» **SELECTION**:
* * * * * * * * *
Sometimes, the following phase cycling [G. Wu and S. Dong, J. Am. Chem. Soc. 123, 9119-9125 (2001)] is used:

φ1 = 0
φ2 = 0 60 120 180 240 300
φ3 = {0}X6  {180}X6
φrec = {0 180}X3   {180 0}X3

This 12-phase cycling selects the three families of coherence transfer pathways:

  1. 0Q -> (+5Q, -1Q) -> (+2Q, -4Q) -> -1Q,
  2. 0Q -> (+1Q, -5Q) -> (+4Q, -2Q) -> -1Q,
  3. 0Q -> 3Q -> 0Q -> -1Q (the desired coherence transfer pathways),

as shown in the following figure. Family a is pink pathways, family b is green pathways, and family c is red pathways:

coherence transfer pathways for I = 5/2 in 3Q z-filter sequence with soft pulse

These three families have common coherence transfer pathways only before the the three pulses (0Q coherence) and during the detection (-1Q coherence). Otherwise, they are independent.

(2) Simulation

We provide SIMPSON1.1.1 Tcl scripts for simulating the echo and antiecho amplitude versus a pulse duration:
(1) filtering the coherences (a Tcl script is associated with each family),
(2) 12-phase cycling the pulses and the receiver.

Duration Filtering 12-phase cycling
1st-pulse
  1. al-p2p3-filt-p1a
  2. al-p2p3-filt-p1b
  3. al-p2p3-filt-p1c
al-p2p3-cycl-p1
2nd-pulse
  1. al-p2p3-filt-p2a
  2. al-p2p3-filt-p2b
  3. al-p2p3-filt-p2c
al-p2p3-cycl-p2
3rd-pulse
  1. al-p2p3-filt-p3a
  2. al-p2p3-filt-p3b
  3. al-p2p3-filt-p3c
al-p2p3-cycl-p3

(3) Result

The simulation parameters are defined in the Tcl scripts. The below three figures represent the variations of the echo and antiecho amplitude versus a pulse duration for the three families of coherence transfer pathways (a, b, and c). The blue curve or a+b+c curve is their sum. The variation of echo and antiecho amplitude provided by the 12-phase cycling procedure is represented by red squares.
* * * * * * * * *
» **TO-DO LIST**:
**1)** Decide whether each statement agrees with the phase-cycling text, answering yes or no and quoting the words of the text that settle it: (a) The phase cycling has 12 steps. (b) Family c is drawn as the red pathways. (c) The blue curve shows the amplitude given by the 12-phase cycling procedure.
**2)** Turn the paragraph of the phase-cycling text that opens with "The simulation parameters are defined" into a short bulleted list that keeps its main facts.
Rely only on the phase-cycling text.

» **COLLECTED MATERIAL**:
* * * * * * * * *
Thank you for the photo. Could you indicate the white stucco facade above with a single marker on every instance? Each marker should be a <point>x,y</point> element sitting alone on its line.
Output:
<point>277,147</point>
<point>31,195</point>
* * * * * * * * *
» **EXERCISE SOLUTIONS**:
**1)**
(a) Yes: "This 12-phase cycling selects the three families of coherence transfer pathways"
(b) Yes: "family c is red pathways"
(c) No: "The blue curve or a+b+c curve is their sum." and "The variation of echo and antiecho amplitude provided by the 12-phase cycling procedure is represented by red squares."

**2)**
- The Tcl scripts define the simulation parameters.
- Three figures plot echo and antiecho amplitude against pulse duration for pathway families a, b, and c.
- The blue (a+b+c) curve is the sum of the three.
- Red squares mark the amplitude variation from the 12-phase cycling procedure.